### What is asked
Report each line below that contains the string "yellow", copying every such line in full.

### Extracted information
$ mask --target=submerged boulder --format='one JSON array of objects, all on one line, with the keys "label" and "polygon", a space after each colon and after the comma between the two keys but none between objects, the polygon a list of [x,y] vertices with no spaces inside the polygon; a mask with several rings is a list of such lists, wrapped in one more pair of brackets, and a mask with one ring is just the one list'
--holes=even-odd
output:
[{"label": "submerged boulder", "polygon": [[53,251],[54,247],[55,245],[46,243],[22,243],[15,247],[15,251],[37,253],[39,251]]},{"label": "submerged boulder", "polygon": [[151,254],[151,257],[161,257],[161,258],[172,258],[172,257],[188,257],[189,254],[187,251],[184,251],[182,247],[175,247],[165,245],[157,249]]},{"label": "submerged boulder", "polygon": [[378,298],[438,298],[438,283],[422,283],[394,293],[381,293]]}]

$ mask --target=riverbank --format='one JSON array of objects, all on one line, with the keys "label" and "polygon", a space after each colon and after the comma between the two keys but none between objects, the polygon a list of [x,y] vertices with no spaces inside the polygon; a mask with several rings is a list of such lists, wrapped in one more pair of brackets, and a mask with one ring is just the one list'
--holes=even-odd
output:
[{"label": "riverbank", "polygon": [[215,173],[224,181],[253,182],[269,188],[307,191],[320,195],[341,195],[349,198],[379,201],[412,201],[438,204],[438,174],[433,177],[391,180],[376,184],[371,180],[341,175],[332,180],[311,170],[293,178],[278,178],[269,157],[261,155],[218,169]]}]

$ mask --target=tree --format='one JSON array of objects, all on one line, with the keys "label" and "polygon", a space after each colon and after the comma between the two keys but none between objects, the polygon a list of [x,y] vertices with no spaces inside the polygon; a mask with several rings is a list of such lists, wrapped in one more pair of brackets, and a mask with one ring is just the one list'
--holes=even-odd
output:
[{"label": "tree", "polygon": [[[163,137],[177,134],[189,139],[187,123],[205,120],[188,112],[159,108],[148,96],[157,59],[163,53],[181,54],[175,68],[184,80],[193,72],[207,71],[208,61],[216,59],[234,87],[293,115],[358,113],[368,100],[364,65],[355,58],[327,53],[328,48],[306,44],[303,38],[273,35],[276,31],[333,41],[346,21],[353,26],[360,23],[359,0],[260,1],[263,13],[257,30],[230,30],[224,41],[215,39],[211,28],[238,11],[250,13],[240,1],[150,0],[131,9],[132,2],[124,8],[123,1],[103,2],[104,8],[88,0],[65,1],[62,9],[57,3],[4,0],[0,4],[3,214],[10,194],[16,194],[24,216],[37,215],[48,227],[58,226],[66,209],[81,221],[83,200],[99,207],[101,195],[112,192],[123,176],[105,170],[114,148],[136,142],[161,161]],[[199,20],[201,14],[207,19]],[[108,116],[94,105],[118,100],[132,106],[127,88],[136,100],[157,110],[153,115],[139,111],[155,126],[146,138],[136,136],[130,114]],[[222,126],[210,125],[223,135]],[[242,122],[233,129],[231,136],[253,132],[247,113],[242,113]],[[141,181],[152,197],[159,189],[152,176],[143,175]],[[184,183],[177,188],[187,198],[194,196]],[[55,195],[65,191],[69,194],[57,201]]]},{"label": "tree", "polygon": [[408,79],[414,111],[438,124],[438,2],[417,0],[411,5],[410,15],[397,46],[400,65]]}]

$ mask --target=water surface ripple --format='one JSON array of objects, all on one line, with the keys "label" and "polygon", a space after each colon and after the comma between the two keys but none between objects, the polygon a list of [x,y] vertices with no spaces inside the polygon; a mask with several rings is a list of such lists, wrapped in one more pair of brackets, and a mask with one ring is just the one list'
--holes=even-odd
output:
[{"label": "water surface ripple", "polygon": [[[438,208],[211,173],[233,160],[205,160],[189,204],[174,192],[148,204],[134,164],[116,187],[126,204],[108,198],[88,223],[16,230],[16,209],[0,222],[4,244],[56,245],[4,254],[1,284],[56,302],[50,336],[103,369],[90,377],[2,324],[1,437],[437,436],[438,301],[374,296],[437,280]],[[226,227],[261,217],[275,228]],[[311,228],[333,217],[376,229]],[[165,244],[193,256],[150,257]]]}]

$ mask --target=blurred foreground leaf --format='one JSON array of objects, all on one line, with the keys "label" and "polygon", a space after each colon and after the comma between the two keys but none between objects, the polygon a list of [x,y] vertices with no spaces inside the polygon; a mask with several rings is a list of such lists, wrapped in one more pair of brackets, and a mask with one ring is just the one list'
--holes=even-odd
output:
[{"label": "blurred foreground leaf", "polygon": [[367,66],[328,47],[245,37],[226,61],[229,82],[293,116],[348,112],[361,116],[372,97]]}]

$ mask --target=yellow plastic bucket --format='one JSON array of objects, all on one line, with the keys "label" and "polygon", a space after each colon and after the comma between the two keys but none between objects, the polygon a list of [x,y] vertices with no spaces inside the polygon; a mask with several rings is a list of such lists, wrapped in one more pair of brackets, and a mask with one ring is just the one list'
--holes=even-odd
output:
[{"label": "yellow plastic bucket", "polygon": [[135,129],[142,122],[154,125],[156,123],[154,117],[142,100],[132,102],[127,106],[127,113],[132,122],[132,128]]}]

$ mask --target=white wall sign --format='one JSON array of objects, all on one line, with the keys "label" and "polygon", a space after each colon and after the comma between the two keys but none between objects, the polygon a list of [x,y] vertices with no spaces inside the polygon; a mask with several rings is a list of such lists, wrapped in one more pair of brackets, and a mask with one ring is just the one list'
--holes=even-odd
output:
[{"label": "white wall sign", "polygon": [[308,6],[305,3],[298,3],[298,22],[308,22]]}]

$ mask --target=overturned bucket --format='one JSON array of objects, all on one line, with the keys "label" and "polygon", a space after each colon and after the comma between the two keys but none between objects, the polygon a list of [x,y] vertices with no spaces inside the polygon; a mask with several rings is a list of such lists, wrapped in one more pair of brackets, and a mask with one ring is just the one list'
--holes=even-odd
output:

### The answer
$ mask --target=yellow plastic bucket --format='one JSON array of objects, all on one line, with the keys "label" and "polygon", a space after each colon and after the comma between the two keys but none between objects, the polygon a list of [x,y] vertices with no spaces inside the polygon; a mask with several rings is a list of such lists, wrapped in one more pair of brackets, and a mask with one ring is just the one list'
[{"label": "yellow plastic bucket", "polygon": [[135,129],[142,122],[154,125],[156,123],[154,117],[142,100],[132,102],[127,106],[127,113],[132,122],[132,128]]}]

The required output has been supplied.